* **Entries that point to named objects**

——————

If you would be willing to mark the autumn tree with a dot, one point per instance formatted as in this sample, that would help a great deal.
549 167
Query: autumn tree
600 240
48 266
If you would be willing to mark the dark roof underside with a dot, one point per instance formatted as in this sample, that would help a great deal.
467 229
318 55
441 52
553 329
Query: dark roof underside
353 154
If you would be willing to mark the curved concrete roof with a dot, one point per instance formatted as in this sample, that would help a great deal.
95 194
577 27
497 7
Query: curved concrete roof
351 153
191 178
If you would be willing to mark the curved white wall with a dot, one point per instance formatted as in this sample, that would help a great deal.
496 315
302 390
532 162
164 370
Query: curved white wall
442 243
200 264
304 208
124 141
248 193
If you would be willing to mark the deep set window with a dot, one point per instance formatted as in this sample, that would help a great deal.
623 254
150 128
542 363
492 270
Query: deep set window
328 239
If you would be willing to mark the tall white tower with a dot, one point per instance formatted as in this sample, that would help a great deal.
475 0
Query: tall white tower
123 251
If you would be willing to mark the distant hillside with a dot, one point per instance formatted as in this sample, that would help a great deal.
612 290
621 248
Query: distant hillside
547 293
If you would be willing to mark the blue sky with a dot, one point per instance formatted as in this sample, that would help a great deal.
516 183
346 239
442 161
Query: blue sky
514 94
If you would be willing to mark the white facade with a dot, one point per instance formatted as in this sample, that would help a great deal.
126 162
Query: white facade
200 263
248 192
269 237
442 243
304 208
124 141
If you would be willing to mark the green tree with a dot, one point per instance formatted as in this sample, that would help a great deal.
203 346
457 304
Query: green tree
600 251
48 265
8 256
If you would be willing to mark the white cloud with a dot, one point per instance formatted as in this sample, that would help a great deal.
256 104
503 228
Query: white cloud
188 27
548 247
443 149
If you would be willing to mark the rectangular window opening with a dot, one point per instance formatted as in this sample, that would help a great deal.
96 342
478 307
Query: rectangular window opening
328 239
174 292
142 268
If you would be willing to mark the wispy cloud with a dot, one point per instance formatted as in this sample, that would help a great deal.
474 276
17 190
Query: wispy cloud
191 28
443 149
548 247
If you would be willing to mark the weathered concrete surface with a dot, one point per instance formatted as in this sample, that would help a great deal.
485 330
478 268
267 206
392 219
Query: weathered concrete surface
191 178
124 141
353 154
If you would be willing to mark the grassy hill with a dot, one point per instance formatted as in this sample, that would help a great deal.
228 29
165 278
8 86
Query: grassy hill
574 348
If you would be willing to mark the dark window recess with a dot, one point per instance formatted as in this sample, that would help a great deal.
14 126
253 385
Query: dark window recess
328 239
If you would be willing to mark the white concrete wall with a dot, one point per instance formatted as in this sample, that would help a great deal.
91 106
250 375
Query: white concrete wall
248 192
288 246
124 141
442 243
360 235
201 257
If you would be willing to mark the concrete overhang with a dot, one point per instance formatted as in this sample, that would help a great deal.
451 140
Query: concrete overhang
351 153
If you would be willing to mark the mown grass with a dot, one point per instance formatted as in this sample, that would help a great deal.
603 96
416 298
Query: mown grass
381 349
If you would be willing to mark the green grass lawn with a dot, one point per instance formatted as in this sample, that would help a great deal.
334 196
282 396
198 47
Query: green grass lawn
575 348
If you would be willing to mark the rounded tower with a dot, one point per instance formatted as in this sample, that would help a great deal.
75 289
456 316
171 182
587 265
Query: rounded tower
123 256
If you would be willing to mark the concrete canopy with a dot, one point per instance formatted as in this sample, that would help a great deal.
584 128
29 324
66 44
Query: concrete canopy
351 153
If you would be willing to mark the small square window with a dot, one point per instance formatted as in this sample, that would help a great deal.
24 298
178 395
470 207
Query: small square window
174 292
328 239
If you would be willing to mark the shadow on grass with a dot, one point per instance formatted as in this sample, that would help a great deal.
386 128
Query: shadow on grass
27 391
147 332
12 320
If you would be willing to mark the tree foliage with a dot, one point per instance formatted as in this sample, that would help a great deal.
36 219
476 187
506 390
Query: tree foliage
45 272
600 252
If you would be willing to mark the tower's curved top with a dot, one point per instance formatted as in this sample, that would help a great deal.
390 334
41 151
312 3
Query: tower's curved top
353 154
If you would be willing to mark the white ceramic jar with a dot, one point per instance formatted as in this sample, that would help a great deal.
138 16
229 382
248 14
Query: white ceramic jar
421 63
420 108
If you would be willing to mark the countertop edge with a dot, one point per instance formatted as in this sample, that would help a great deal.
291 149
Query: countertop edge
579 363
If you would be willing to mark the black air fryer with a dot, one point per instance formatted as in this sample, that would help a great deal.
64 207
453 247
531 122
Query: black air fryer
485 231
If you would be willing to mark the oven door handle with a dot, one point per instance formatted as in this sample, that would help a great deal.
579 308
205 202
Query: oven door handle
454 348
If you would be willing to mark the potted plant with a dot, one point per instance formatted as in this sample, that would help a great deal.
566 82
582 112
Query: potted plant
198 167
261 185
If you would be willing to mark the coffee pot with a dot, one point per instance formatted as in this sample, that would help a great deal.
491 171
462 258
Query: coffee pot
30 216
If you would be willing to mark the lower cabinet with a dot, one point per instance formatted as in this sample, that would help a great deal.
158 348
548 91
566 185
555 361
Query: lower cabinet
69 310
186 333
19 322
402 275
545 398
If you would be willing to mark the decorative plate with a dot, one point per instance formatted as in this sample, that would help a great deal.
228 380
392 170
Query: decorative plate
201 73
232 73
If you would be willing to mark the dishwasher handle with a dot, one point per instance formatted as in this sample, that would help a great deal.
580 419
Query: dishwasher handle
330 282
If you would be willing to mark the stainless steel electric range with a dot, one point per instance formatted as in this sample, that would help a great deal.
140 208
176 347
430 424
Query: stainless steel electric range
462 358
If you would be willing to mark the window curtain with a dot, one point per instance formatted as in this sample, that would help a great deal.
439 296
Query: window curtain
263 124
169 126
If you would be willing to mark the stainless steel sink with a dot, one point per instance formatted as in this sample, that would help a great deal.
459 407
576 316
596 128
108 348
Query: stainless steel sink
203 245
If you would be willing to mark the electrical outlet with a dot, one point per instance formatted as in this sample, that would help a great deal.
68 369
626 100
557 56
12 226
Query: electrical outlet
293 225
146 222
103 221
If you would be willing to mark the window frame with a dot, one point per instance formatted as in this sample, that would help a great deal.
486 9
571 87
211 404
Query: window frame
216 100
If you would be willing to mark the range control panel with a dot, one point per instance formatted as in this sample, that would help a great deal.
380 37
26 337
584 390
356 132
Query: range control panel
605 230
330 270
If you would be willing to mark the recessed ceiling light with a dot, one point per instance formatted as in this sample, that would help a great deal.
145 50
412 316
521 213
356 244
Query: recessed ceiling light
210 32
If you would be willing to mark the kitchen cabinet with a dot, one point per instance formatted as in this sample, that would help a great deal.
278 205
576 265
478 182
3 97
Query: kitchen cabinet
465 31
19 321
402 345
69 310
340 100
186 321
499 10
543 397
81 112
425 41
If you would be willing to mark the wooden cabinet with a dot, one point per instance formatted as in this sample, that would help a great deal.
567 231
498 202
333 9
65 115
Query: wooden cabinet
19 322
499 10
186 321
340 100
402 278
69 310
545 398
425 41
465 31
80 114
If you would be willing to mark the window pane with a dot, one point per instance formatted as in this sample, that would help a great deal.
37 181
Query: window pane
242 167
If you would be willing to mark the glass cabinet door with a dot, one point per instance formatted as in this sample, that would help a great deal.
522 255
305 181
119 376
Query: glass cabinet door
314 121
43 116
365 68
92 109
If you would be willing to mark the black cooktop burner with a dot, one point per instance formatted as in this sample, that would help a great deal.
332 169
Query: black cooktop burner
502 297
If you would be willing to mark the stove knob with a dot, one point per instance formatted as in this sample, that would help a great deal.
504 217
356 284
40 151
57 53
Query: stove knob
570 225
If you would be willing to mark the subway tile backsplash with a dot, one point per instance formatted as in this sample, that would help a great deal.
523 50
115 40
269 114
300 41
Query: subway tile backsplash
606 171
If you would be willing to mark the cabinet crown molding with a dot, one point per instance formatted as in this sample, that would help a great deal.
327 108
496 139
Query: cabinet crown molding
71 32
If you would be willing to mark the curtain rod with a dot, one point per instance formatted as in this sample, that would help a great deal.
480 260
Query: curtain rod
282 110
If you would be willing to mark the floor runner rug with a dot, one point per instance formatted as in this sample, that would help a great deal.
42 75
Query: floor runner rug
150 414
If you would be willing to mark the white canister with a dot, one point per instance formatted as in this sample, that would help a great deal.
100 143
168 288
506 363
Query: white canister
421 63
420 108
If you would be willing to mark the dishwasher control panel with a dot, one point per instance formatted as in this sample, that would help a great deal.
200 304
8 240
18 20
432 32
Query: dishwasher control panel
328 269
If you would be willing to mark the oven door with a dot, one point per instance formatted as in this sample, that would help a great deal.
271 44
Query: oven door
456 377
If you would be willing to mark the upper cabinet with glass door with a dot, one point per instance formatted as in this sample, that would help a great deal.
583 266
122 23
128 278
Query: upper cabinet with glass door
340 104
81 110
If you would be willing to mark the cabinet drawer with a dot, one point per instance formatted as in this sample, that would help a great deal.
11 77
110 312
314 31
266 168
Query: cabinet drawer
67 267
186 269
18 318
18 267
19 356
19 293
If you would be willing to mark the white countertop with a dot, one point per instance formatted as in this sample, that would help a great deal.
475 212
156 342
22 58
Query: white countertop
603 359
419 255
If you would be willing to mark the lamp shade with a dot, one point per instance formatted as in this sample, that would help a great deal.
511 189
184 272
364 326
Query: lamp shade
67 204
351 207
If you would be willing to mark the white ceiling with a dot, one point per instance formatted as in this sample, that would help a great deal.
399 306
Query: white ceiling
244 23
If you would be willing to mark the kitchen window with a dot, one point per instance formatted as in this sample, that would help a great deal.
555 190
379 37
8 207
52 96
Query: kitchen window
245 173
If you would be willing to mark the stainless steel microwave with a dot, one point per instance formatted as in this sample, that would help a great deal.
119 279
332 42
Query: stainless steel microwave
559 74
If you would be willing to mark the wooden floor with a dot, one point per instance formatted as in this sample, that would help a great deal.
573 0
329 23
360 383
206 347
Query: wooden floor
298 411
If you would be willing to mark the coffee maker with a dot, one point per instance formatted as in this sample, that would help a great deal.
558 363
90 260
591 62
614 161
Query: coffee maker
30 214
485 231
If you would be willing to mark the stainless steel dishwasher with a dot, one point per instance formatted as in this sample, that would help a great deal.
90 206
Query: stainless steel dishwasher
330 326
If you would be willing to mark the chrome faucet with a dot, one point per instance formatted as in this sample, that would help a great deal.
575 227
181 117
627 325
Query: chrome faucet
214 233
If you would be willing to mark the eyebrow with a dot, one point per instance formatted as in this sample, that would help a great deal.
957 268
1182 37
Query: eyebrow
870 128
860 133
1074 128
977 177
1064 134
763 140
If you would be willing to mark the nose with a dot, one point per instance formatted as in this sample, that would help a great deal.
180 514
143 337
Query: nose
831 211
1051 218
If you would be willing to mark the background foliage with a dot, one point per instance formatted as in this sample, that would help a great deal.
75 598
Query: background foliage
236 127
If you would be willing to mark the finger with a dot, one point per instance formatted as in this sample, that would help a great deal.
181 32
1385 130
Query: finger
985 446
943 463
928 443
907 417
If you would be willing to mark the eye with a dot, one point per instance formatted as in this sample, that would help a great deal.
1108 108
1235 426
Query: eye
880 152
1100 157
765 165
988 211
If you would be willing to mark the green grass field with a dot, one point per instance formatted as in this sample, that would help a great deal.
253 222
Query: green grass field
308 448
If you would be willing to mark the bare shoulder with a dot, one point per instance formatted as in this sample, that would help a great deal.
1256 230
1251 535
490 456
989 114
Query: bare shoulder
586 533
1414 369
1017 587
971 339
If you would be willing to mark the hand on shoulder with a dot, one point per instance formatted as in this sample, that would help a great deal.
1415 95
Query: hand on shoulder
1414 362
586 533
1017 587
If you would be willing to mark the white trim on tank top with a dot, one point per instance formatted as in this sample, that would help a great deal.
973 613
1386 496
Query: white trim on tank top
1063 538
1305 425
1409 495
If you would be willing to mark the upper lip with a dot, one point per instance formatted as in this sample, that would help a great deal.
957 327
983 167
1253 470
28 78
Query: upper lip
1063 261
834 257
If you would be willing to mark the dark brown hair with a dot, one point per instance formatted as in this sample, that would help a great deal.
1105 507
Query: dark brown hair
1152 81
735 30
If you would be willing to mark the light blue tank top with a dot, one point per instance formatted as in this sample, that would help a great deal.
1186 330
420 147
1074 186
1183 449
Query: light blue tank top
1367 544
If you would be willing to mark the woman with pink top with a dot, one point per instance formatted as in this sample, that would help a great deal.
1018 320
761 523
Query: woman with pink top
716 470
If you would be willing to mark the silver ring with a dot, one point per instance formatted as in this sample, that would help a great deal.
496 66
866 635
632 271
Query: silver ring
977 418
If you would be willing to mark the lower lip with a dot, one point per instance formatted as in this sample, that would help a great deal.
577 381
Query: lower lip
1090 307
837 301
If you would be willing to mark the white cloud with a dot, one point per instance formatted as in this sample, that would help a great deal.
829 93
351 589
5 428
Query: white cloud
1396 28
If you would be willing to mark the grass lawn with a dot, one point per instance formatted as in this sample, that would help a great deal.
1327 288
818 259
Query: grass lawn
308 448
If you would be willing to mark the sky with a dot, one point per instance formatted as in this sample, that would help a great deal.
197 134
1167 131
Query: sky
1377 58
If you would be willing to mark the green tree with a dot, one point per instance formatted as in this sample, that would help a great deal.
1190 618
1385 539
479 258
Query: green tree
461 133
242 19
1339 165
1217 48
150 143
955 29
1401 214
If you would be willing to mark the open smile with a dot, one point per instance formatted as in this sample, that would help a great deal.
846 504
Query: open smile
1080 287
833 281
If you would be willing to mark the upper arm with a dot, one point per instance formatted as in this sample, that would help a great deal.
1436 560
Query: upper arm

——————

* **Request**
Copy out, word for word, the stretch from the line containing "If you would be willing to mark the open" through the last line of the entries.

* **Result below**
If you would be willing to mark the open smile with a dot, one point per instance formatted as in this sample, that would help a great deal.
846 504
Query: open smile
1080 287
833 281
If you would be willing to mark the upper arm with a dot, one point per instance formatted as in this sample, that would help a great deal.
1436 560
Query: upper arm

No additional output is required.